Text zum Lesen:

* * *

Ein Betriebsübergang gemäß § 613 a Abs. 1 BGB setzt den rechtsgeschäftlichen Übergang eines Betriebs oder Betriebsteils auf einen anderen Erwerber voraus. Erforderlich ist die Wahrung der Identität der betreffenden wirtschaftlichen Einheit. Der Begriff wirtschaftliche Einheit bezieht sich auf eine organisatorische Gesamtheit von Personen und/oder Sachen zu einer auf Dauer angelegten Ausübung einer wirtschaftlichen Tätigkeit mit eigener Zielsetzung. Bei der Prüfung, ob eine solche Einheit übergegangen ist, müssen sämtliche den betreffenden Vorgang kennzeichnenden Tatsachen berücksichtigt werden. Dazu gehören als Teilaspekte der Gesamtwürdigung namentlich die Art des betreffenden Unternehmens oder Betriebs, der etwaige Übergang der materiellen Betriebsmittel wie Gebäude oder bewegliche Güter, der Wert der immateriellen Aktiva im Zeitpunkt des Übergangs, die etwaige Übernahme der Hauptbelegschaft, der etwaige Übergang der Kundschaft sowie der Grad der Ähnlichkeit zwischen den vor und nach dem Übergang verrichteten Tätigkeiten und die Dauer einer eventuellen Unterbrechung dieser Tätigkeit. Die Identität der Einheit kann sich auch aus anderen Merkmalen wie Personal, Führungskräfte, Arbeitsorganisation, Betriebsmethoden und ggf. den zur Verfügung stehenden Betriebsmitteln ergeben. Den für das Vorliegen eines Übergangs maßgeblichen Kriterien kommt je nach der ausgeübten Tätigkeit und je nach den Produktions- und Betriebsmethoden unterschiedliches Gewicht zu (BAG vom 18. Dezember 2003 - 8 AZR 621/02 - = NZA 2004, 791 ff. und BAG vom 16. Mai 2007 - 8 AZR 693/06 - = NZA 2007, 1296 ff. jeweils mit umfangreichen weiteren Nachweisen).

a)

19

In Branchen, in denen es im Wesentlichen auf die menschliche Arbeitskraft ankommt, kann auch eine Gesamtheit von Arbeitnehmern, die durch eine gemeinsame Tätigkeit dauerhaft verbunden ist, eine wirtschaftliche Einheit darstellen. Die Wahrung der Identität der wirtschaftlichen Einheit ist in diesem Falle anzunehmen, wenn der neue Betriebsinhaber nicht nur die betreffende Tätigkeit weiterführt, sondern auch einen nach Zahl und Sachkunde wesentlichen Teil des Personals übernimmt, das sein Vorgänger gezielt bei dieser Tätigkeit eingesetzt hatte.

* * *

Deine Aufgabe:
Schreib aus dem Text zum Betriebsübergang den Abschnitt zwischen „In Branchen, in“ und „Tätigkeit eingesetzt hatte.“ Wort für Wort ab, beide Stellen eingeschlossen.

Datenzeilen:
* * *

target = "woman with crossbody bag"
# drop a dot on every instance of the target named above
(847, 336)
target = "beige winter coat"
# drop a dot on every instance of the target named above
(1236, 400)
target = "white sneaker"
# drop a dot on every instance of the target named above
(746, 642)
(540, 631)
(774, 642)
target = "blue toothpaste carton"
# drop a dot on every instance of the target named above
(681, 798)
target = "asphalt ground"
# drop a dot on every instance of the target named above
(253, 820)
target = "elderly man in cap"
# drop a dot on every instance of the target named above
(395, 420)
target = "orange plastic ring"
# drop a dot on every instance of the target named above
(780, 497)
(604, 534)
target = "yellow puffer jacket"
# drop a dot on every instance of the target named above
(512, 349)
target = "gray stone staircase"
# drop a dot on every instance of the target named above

* * *

Dein Ergebnis:
In Branchen, in denen es im Wesentlichen auf die menschliche Arbeitskraft ankommt, kann auch eine Gesamtheit von Arbeitnehmern, die durch eine gemeinsame Tätigkeit dauerhaft verbunden ist, eine wirtschaftliche Einheit darstellen. Die Wahrung der Identität der wirtschaftlichen Einheit ist in diesem Falle anzunehmen, wenn der neue Betriebsinhaber nicht nur die betreffende Tätigkeit weiterführt, sondern auch einen nach Zahl und Sachkunde wesentlichen Teil des Personals übernimmt, das sein Vorgänger gezielt bei dieser Tätigkeit eingesetzt hatte.